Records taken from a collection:
□ □ □ □
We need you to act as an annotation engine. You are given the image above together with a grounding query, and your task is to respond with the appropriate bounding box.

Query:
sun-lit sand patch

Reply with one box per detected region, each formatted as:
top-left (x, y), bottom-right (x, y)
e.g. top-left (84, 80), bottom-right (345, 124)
□ □ □ □
Exercise objective – Can you reproduce word for word every line from the start of the entries through the line containing "top-left (x, y), bottom-right (x, y)", including that line?

Written answer –
We need you to act as an annotation engine. You are given the image above together with a grounding query, and your task is to respond with the appropriate bounding box.

Query:
sun-lit sand patch

Reply with one box per detected region, each formatted as:
top-left (x, y), bottom-right (x, y)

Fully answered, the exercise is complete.